■ **Excerpted data**

━━━━━━━━━━━━━━━━━━━━━━━━━━━━━━

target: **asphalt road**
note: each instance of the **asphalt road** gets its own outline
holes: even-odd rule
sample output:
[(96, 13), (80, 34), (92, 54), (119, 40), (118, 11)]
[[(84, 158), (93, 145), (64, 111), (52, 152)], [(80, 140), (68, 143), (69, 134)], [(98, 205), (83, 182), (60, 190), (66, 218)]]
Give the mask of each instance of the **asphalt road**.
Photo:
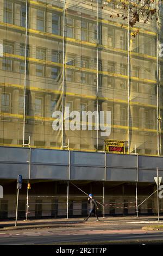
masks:
[(136, 243), (159, 243), (163, 245), (163, 232), (142, 229), (146, 221), (111, 221), (104, 225), (102, 222), (85, 226), (1, 231), (0, 245), (82, 245)]

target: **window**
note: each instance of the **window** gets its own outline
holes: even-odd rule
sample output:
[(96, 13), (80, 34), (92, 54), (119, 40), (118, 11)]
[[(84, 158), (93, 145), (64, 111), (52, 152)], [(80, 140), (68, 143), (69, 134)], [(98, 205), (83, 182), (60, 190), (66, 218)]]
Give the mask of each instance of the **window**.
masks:
[(3, 21), (13, 23), (13, 3), (10, 0), (4, 0)]
[(137, 66), (133, 67), (132, 76), (134, 77), (139, 77), (139, 68)]
[[(20, 55), (21, 56), (26, 56), (26, 44), (22, 43), (20, 44)], [(26, 56), (29, 57), (29, 45), (27, 45)]]
[(74, 54), (67, 54), (66, 64), (71, 66), (74, 66), (76, 56)]
[[(19, 101), (18, 101), (18, 114), (24, 114), (24, 96), (23, 95), (19, 95)], [(27, 114), (27, 95), (26, 95), (26, 110), (25, 114)]]
[(36, 75), (37, 76), (45, 76), (45, 66), (43, 65), (36, 65)]
[(145, 111), (145, 128), (148, 129), (149, 117), (149, 111), (148, 110), (146, 110)]
[(2, 93), (1, 94), (2, 106), (1, 111), (4, 113), (10, 113), (10, 93)]
[(132, 82), (131, 83), (131, 90), (133, 92), (139, 92), (139, 83)]
[(65, 103), (65, 106), (69, 108), (70, 112), (73, 111), (73, 101), (66, 101)]
[[(36, 48), (36, 58), (39, 59), (42, 59), (43, 60), (46, 59), (46, 50), (42, 48)], [(36, 75), (38, 76), (45, 76), (45, 67), (43, 65), (36, 65)]]
[(120, 82), (120, 89), (126, 90), (127, 88), (127, 81), (126, 80), (122, 80)]
[(36, 58), (45, 60), (46, 49), (44, 49), (43, 48), (36, 47)]
[(26, 27), (26, 6), (21, 5), (21, 26)]
[(42, 216), (42, 200), (36, 199), (36, 203), (35, 203), (35, 217), (41, 217), (41, 216)]
[(60, 34), (60, 16), (55, 13), (52, 14), (52, 33)]
[[(95, 25), (95, 39), (97, 41), (97, 26)], [(102, 24), (99, 24), (98, 26), (98, 40), (99, 44), (101, 44), (102, 42)]]
[(74, 20), (70, 17), (67, 17), (67, 36), (74, 37)]
[(8, 200), (1, 200), (0, 204), (0, 218), (7, 218), (8, 212)]
[(108, 28), (108, 45), (110, 47), (114, 46), (114, 28), (111, 26)]
[(42, 117), (43, 115), (43, 98), (41, 97), (36, 97), (35, 100), (35, 115)]
[(82, 71), (81, 72), (81, 82), (82, 83), (88, 83), (88, 74), (85, 72)]
[(109, 88), (114, 87), (114, 77), (108, 76), (108, 87)]
[(108, 62), (108, 72), (110, 73), (114, 73), (114, 62)]
[(14, 43), (4, 40), (3, 41), (3, 52), (7, 53), (13, 53)]
[[(82, 57), (81, 58), (81, 66), (82, 68), (87, 69), (89, 68), (89, 59), (87, 57)], [(87, 83), (88, 74), (83, 71), (81, 72), (81, 81), (82, 83)]]
[[(24, 62), (20, 62), (20, 72), (21, 74), (24, 73), (25, 63)], [(29, 75), (29, 62), (26, 62), (26, 75)]]
[(123, 63), (120, 64), (120, 74), (127, 76), (127, 65)]
[(57, 79), (59, 75), (58, 71), (58, 68), (52, 68), (51, 78), (53, 79)]
[(82, 20), (81, 24), (82, 40), (88, 41), (89, 36), (89, 23), (87, 21)]
[[(14, 44), (12, 42), (3, 41), (3, 52), (13, 54)], [(12, 71), (13, 69), (13, 60), (11, 58), (5, 57), (3, 59), (2, 68), (3, 70)]]
[(87, 111), (87, 103), (81, 102), (80, 104), (80, 111), (81, 113), (82, 111)]
[(120, 124), (121, 125), (125, 126), (126, 125), (126, 109), (124, 107), (120, 108)]
[(89, 68), (89, 59), (87, 57), (82, 57), (81, 58), (81, 66), (82, 68)]
[(45, 12), (37, 9), (36, 19), (37, 30), (45, 31)]
[(52, 50), (52, 62), (60, 63), (61, 63), (61, 53), (58, 52), (57, 51), (54, 51)]
[(114, 117), (114, 114), (113, 114), (113, 107), (112, 106), (108, 106), (108, 111), (110, 111), (111, 112), (111, 125), (113, 125), (113, 117)]
[(52, 100), (51, 100), (51, 111), (52, 113), (53, 113), (53, 111), (55, 111), (55, 110), (57, 110), (57, 100), (54, 99), (52, 99)]
[(99, 87), (102, 86), (103, 77), (103, 75), (99, 74), (98, 76), (98, 85)]
[[(69, 54), (67, 56), (67, 61), (66, 64), (70, 66), (74, 65), (75, 55)], [(66, 80), (67, 81), (72, 82), (74, 80), (74, 71), (73, 70), (66, 70)]]
[(150, 69), (147, 69), (145, 68), (144, 69), (144, 78), (147, 79), (151, 79), (152, 78), (152, 72)]

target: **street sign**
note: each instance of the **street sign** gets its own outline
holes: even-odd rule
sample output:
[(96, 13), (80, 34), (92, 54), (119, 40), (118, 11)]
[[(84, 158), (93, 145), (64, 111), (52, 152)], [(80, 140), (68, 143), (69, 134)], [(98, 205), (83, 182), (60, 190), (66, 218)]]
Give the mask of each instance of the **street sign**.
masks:
[(17, 183), (22, 183), (22, 175), (18, 175), (17, 176)]
[(160, 186), (161, 184), (161, 182), (162, 180), (162, 177), (158, 177), (158, 180), (159, 180), (159, 185), (158, 184), (158, 177), (154, 177), (154, 179), (155, 180), (155, 182), (156, 182), (157, 186)]
[(18, 190), (21, 190), (22, 189), (22, 184), (21, 183), (18, 183), (17, 184), (17, 189)]
[(3, 188), (2, 186), (0, 186), (0, 198), (3, 198)]

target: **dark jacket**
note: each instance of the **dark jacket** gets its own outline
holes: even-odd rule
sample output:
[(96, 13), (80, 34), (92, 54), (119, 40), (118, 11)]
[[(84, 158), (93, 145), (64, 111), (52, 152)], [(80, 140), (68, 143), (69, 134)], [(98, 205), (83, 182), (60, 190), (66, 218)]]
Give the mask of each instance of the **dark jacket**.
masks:
[(94, 198), (90, 198), (88, 200), (88, 203), (90, 204), (90, 209), (96, 209), (96, 206), (98, 208), (98, 206), (96, 203), (96, 200)]

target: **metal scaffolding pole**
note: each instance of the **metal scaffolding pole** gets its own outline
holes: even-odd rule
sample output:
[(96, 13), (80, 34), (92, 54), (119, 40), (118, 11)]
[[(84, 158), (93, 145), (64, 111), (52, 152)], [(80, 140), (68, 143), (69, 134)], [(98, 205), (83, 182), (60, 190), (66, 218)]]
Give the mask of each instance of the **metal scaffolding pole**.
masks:
[(156, 62), (157, 62), (157, 141), (158, 141), (158, 156), (159, 156), (160, 154), (160, 147), (159, 147), (159, 9), (158, 9), (158, 0), (156, 0), (156, 29), (157, 29), (157, 35), (156, 35)]
[(105, 181), (103, 182), (103, 218), (105, 218)]
[(130, 154), (130, 2), (128, 2), (128, 154)]
[(69, 180), (67, 181), (67, 220), (68, 219)]
[(26, 69), (27, 69), (27, 26), (28, 26), (28, 0), (26, 0), (26, 34), (25, 34), (25, 62), (24, 62), (24, 106), (23, 106), (23, 144), (25, 141), (25, 118), (26, 118)]
[(63, 16), (63, 60), (62, 60), (62, 131), (61, 131), (61, 149), (64, 147), (64, 72), (65, 72), (65, 0), (64, 0)]
[[(99, 3), (97, 0), (97, 96), (98, 96), (98, 45), (99, 45)], [(97, 126), (96, 126), (96, 144), (97, 150), (98, 150), (98, 129), (99, 129), (99, 117), (98, 117), (98, 100), (97, 97)]]
[(159, 210), (159, 174), (158, 174), (158, 167), (156, 168), (156, 176), (157, 176), (157, 197), (158, 197), (158, 222), (160, 221), (160, 210)]
[(135, 192), (136, 192), (136, 217), (137, 218), (138, 217), (138, 204), (137, 204), (137, 182), (136, 182), (136, 190), (135, 190)]

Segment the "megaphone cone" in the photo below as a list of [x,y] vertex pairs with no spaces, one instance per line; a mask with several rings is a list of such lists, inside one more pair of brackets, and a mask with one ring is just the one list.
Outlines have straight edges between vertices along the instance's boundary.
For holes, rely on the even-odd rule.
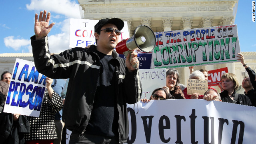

━━━━━━━━━━━━━━━━━━━━━━━━━━━━━━

■ **Short problem**
Copy the stretch of the records from the line containing "target: **dark jacket**" through the line containing "203), (96, 200)]", without any changes.

■ **Written response**
target: **dark jacket**
note: each instance of the **dark jacket** gets its own outline
holes: even-odd rule
sample output:
[(96, 13), (80, 34), (92, 54), (119, 40), (118, 11)]
[[(84, 158), (93, 145), (64, 111), (52, 152)], [(80, 140), (68, 143), (69, 134)], [(98, 205), (83, 182), (60, 190), (66, 218)]]
Give the mask of each instance of the **dark jacket**.
masks:
[(94, 198), (90, 198), (88, 200), (88, 203), (90, 204), (90, 209), (96, 209), (96, 206), (98, 208), (98, 206), (96, 203), (96, 200)]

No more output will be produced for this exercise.